**EXERCISE DETAILS**
Copy out, exactly as written, only the line containing "of the grass" and the lines after it through the end of the records.

**RECORDS TO PROCESS**
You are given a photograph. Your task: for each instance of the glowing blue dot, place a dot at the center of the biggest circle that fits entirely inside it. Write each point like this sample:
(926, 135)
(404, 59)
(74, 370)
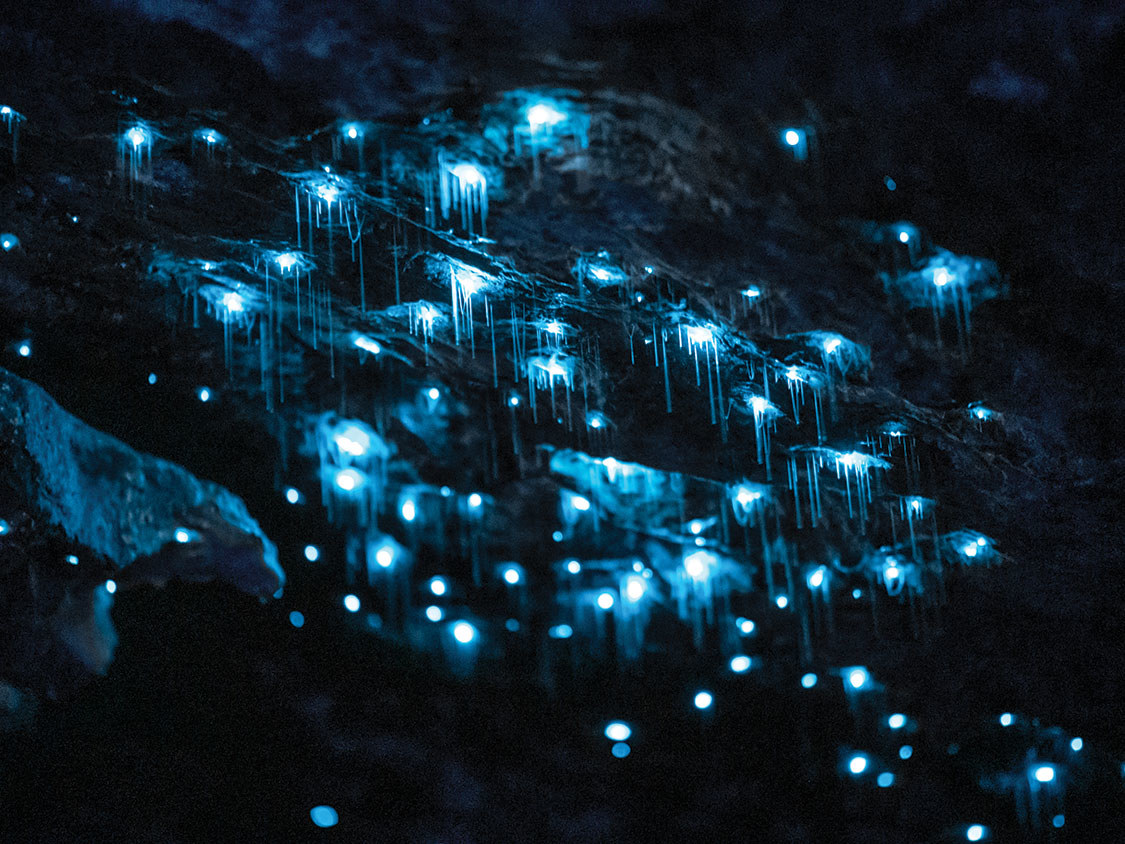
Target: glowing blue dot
(1044, 773)
(740, 664)
(618, 732)
(465, 633)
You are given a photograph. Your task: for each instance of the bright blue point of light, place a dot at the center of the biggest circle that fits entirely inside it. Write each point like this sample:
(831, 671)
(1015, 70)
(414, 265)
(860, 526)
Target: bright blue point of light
(465, 633)
(1044, 773)
(618, 732)
(324, 816)
(560, 631)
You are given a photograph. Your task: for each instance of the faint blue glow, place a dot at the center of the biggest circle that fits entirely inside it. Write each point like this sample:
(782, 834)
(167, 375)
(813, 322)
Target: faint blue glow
(560, 631)
(324, 816)
(1044, 773)
(618, 732)
(465, 633)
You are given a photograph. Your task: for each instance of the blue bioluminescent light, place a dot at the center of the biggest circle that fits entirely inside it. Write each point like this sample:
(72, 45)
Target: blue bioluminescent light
(740, 664)
(618, 732)
(857, 764)
(464, 633)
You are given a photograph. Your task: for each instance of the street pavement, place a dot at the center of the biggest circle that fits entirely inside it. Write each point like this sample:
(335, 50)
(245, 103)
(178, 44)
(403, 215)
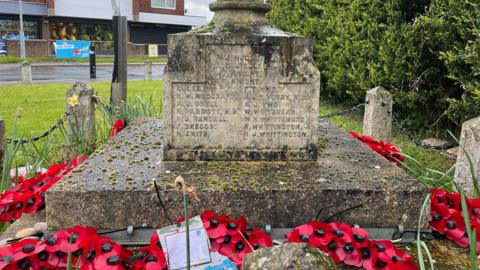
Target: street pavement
(68, 72)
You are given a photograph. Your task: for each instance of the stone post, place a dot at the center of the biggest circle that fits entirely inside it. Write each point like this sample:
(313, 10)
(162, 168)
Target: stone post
(148, 71)
(81, 112)
(377, 121)
(470, 141)
(26, 72)
(120, 75)
(2, 145)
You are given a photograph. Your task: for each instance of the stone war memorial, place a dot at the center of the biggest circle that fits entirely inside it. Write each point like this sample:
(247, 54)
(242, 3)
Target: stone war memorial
(241, 125)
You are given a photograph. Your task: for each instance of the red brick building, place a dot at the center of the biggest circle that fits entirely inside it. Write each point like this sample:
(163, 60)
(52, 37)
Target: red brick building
(149, 22)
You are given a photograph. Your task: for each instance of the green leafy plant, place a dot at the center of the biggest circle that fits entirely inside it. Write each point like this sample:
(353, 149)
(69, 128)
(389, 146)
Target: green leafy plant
(425, 52)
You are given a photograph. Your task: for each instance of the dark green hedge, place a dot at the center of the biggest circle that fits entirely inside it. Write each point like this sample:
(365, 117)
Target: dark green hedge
(426, 53)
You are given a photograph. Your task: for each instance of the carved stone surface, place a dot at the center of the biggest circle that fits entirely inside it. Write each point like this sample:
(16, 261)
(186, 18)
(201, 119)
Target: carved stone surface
(377, 121)
(240, 94)
(114, 188)
(470, 141)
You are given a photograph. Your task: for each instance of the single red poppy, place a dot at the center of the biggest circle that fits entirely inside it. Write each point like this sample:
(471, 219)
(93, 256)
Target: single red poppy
(118, 126)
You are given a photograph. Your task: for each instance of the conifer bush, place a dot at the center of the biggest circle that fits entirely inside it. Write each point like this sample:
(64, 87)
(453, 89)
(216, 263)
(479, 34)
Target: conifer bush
(426, 52)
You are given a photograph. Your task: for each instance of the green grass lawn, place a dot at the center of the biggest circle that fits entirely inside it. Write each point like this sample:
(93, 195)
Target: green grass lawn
(14, 59)
(42, 104)
(354, 122)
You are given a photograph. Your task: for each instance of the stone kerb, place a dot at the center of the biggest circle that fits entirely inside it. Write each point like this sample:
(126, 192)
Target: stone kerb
(470, 147)
(377, 122)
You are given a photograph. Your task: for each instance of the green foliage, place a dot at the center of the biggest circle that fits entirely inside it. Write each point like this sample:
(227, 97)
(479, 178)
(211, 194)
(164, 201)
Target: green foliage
(425, 53)
(452, 28)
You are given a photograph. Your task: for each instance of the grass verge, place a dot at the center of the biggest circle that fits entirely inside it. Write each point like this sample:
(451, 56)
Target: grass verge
(42, 104)
(354, 122)
(14, 59)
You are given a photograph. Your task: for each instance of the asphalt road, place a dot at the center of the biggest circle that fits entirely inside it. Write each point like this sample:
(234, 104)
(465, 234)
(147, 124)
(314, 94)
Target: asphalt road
(60, 72)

**CORRECT ANSWER**
You are given a photograph. Your task: for each instance of the grass verge, place a dot at the center of the biggest circle that fits entirely inside it. Write each point like this sample:
(451, 56)
Target: grass verge
(42, 104)
(354, 122)
(14, 59)
You are given a photograph. Your task: for each instance of the asphalt road, place a dot at the center of the biggest circle that fits entirely inside it. Write each point like this sample:
(234, 104)
(465, 234)
(147, 124)
(314, 94)
Target: asphalt road
(60, 72)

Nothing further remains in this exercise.